Tho routine DftiComputeForward accepts an assumed size array. If you pass something complicated and non-contiguous, a copy will have to be made at passing. The compiler can check at run-time if the copy is actually necessary or not. In any case for you the stride is always 1, because that will be the stride the MKL routine will see.

In your case you pass A(:,something), this is a contiguous section, provided A is contiguous. If A is not contiguous a copy will have to be made. Stride is always 1.

Data section ▸
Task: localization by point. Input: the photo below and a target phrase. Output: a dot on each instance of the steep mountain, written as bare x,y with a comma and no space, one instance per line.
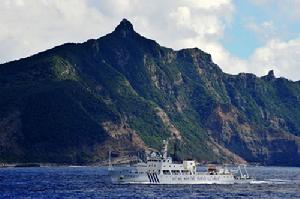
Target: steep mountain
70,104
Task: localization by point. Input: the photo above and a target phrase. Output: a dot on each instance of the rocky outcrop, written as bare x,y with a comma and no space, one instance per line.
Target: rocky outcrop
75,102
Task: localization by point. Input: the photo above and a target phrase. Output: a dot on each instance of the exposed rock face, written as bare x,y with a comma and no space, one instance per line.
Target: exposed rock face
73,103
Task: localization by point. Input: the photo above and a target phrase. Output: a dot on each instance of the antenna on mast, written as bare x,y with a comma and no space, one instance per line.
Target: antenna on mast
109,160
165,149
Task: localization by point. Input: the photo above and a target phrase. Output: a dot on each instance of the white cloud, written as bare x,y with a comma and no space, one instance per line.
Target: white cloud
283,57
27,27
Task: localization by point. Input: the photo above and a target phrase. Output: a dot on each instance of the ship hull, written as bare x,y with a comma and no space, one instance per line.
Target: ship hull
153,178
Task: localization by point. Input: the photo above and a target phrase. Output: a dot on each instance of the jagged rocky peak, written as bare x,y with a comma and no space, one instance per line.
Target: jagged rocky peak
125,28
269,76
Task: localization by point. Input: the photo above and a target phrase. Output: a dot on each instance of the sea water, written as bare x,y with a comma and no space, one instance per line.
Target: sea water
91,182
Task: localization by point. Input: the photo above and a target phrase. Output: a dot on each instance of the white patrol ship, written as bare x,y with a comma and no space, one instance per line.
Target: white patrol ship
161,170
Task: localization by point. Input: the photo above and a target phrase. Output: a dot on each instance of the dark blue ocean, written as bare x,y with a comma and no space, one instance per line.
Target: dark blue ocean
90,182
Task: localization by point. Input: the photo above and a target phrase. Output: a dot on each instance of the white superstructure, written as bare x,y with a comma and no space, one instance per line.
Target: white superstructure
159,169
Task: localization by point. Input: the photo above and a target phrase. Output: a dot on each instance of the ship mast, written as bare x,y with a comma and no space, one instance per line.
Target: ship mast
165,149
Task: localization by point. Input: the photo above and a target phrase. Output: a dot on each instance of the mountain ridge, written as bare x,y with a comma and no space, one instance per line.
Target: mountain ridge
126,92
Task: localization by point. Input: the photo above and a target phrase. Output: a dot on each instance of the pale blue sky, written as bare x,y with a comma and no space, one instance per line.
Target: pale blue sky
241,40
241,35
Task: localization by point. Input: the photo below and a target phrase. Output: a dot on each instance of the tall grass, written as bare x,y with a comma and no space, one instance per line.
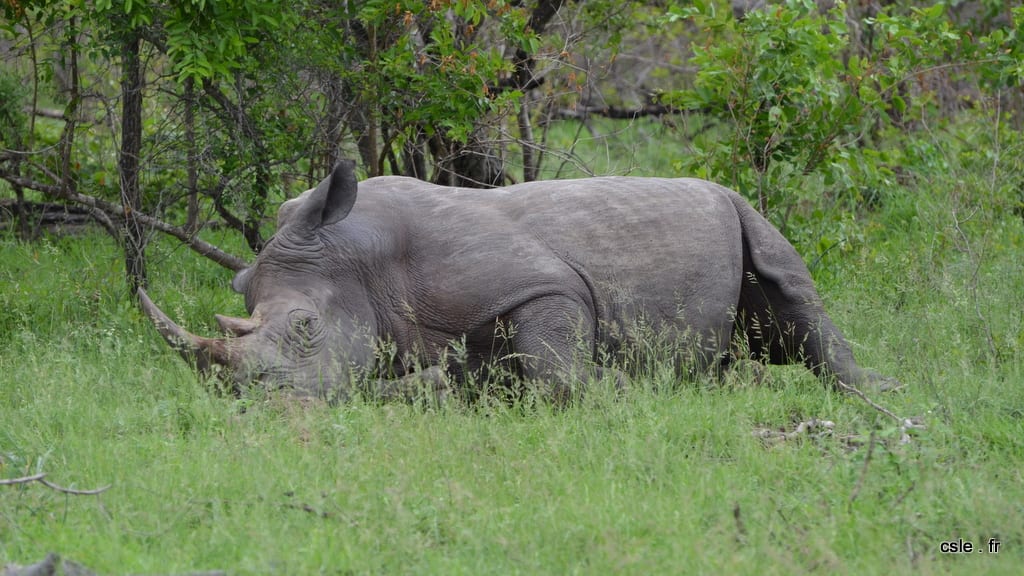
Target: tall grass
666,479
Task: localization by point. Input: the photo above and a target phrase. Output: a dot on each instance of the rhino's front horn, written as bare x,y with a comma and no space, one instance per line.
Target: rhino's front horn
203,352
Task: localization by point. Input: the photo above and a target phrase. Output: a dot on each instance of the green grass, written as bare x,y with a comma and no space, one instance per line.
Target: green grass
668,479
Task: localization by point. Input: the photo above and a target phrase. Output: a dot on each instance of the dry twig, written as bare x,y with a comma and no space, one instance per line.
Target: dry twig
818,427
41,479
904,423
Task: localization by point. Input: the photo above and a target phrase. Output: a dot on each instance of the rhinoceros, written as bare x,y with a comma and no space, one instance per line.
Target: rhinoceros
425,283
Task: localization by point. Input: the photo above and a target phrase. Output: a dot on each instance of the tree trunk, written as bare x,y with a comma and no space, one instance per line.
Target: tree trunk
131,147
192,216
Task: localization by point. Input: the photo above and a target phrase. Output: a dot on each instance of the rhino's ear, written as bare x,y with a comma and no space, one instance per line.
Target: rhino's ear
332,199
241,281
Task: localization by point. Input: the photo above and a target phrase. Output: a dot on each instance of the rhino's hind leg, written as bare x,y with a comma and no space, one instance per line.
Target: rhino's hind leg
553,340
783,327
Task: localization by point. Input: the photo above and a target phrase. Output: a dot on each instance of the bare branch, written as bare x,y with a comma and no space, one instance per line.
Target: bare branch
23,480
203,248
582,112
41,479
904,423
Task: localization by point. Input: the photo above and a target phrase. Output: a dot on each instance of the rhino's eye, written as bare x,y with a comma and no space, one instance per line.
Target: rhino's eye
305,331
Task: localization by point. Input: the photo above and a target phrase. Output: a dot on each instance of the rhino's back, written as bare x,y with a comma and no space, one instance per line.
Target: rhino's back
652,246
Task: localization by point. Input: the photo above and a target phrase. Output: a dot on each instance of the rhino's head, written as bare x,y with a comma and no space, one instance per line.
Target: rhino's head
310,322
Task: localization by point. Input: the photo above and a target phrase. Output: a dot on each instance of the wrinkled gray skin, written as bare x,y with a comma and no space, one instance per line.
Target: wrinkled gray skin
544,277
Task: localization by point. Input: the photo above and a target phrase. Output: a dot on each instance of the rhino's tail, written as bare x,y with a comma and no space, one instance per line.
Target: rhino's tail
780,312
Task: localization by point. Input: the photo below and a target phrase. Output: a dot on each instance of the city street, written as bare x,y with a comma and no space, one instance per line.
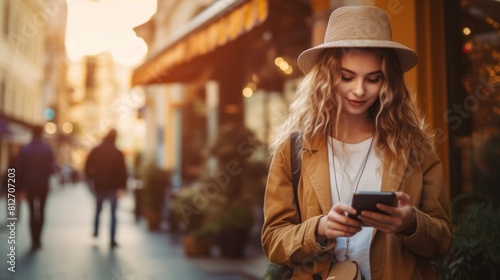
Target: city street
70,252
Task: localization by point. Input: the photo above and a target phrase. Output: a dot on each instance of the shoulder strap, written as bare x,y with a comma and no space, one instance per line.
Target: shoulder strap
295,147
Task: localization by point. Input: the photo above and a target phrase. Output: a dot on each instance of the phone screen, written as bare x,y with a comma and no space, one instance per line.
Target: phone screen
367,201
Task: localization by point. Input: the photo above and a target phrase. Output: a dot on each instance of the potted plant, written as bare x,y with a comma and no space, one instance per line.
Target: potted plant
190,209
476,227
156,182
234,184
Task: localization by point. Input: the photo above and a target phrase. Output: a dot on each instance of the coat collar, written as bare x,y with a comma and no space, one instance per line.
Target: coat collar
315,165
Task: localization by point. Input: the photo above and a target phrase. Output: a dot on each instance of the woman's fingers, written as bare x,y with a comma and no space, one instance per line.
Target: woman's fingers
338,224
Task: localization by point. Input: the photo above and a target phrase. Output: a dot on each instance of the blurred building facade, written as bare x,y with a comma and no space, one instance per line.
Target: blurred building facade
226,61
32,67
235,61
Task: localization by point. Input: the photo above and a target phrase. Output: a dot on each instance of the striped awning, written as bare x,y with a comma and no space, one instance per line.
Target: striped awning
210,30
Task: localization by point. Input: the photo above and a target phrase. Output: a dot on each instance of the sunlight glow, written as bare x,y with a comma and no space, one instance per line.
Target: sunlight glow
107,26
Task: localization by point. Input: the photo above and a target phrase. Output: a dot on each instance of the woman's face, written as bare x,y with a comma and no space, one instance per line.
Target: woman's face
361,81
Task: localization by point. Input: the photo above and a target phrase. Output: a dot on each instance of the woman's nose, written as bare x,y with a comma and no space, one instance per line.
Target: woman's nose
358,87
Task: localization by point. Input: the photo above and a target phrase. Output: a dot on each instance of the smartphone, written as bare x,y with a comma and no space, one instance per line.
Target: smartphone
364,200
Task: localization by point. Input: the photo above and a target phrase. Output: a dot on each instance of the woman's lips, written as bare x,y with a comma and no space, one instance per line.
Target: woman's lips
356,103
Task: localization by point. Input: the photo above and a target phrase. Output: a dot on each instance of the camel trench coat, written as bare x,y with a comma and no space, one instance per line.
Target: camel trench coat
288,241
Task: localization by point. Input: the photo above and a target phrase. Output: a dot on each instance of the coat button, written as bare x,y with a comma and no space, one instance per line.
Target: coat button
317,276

Your instructions ▸
Answer from the forum reply about DftiComputeForward:
1. What kind of array does the routine accept?
2. What can the compiler check at run-time?
3. Under what condition is A(:,something) a contiguous section?

Completed task ▸
1. An assumed size array.
2. Whether the copy is actually necessary.
3. Provided A is contiguous.